* start DATASET ROWS *
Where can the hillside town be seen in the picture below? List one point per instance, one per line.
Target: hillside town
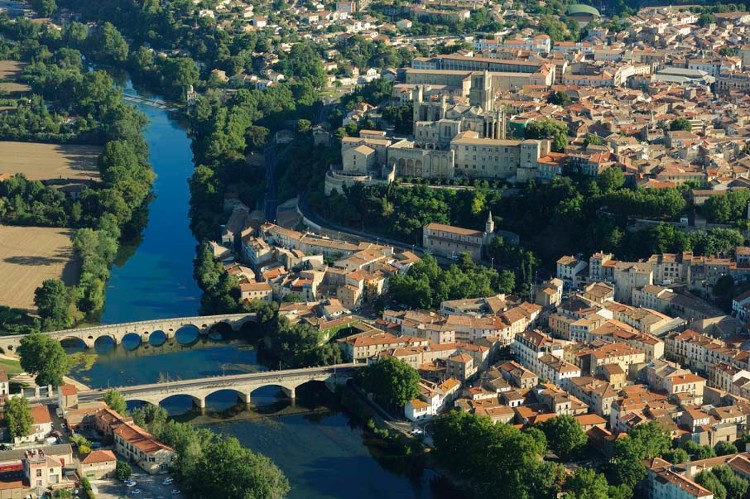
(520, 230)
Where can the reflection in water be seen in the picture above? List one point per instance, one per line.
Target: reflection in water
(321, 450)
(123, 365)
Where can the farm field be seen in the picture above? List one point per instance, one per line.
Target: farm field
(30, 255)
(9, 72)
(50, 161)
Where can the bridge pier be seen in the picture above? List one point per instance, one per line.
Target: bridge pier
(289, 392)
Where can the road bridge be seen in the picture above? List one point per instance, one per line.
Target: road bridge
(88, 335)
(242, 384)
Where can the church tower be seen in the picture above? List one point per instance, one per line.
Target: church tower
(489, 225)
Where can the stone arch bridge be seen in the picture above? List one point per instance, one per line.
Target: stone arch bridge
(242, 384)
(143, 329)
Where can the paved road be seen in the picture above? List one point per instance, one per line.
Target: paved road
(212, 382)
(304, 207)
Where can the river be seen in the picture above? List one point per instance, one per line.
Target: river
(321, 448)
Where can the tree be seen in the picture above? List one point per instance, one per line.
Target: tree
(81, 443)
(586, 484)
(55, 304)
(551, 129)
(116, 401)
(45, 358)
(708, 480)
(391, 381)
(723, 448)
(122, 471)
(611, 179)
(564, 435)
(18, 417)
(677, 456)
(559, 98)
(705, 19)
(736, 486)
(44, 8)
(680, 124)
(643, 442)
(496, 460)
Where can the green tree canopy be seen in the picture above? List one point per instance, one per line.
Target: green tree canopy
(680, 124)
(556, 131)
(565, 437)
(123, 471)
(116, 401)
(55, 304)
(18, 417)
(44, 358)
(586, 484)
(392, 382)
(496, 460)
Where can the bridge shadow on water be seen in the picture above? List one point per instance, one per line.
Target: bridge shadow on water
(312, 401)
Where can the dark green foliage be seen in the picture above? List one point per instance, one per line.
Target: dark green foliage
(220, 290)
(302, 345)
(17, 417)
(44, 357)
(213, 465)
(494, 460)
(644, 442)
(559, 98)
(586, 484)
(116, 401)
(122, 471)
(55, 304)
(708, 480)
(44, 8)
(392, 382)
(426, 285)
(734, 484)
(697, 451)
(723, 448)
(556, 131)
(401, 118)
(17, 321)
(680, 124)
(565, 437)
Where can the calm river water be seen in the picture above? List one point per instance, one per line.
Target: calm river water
* end DATASET ROWS *
- [WRITTEN PROBLEM]
Repeat each entry above word for word, leaving every picture out.

- [EXERCISE RESPONSE]
Where can the hillside town be seen in the picture below? List one point per instance, one per line.
Target: hillside town
(520, 230)
Where can the reflection in water be seen in the picture above? List one point per instance, one per line.
Target: reflection in water
(321, 450)
(123, 365)
Where can the farm field be seen in the picture above? List one point per instance, one per line.
Target: farm field
(30, 255)
(9, 72)
(50, 161)
Where can the bridge pier be seen in the picture above? List one point per instance, one per line.
Target: bridge pier
(289, 392)
Where can the road bridge be seen in the picture above? List one point per instance, one per line.
Target: road bridge
(88, 335)
(242, 384)
Where can the church tower be seen in the picture above? List one point per instance, one per line.
Target: church tower
(489, 225)
Where can the stone arch bridge be seen in the picture above? List one point per instance, one per line.
Target: stone arch bridge
(242, 384)
(143, 329)
Where can the paved road be seen in the picture above? List one point per instance, one per line.
Target: paved road
(212, 382)
(304, 207)
Where can the river be seen in the picture above? List one point per instance, one per line.
Target: river
(321, 448)
Where can the tree be seen in the picture above? List one point per instance, one per line.
Target: tree
(81, 443)
(586, 484)
(55, 304)
(551, 129)
(116, 401)
(45, 358)
(708, 480)
(391, 381)
(723, 448)
(122, 471)
(611, 179)
(564, 435)
(18, 417)
(677, 456)
(559, 98)
(705, 19)
(736, 486)
(44, 8)
(680, 124)
(643, 442)
(496, 460)
Where can the green tree canopy be seen in the picture above? List one point per instance, one per line.
Target: green tree canopy
(680, 124)
(556, 131)
(565, 437)
(123, 471)
(116, 401)
(55, 304)
(18, 417)
(44, 358)
(586, 484)
(392, 382)
(496, 460)
Where can the bridge shadow on water be seen in the picture above? List one point per instance, one per line.
Target: bridge shadow on water
(312, 401)
Where can the dark green foliage be seen in the picture above? List one point per instance, one per line.
Target: dark green foliage
(220, 290)
(302, 345)
(17, 417)
(44, 357)
(213, 465)
(494, 460)
(644, 442)
(559, 98)
(586, 484)
(116, 401)
(122, 471)
(55, 304)
(708, 480)
(44, 8)
(392, 382)
(426, 285)
(734, 484)
(697, 451)
(723, 448)
(556, 131)
(401, 118)
(17, 321)
(680, 124)
(565, 437)
Where can the calm river water be seen in the picture above? List one point per instance, one per line.
Target: calm river water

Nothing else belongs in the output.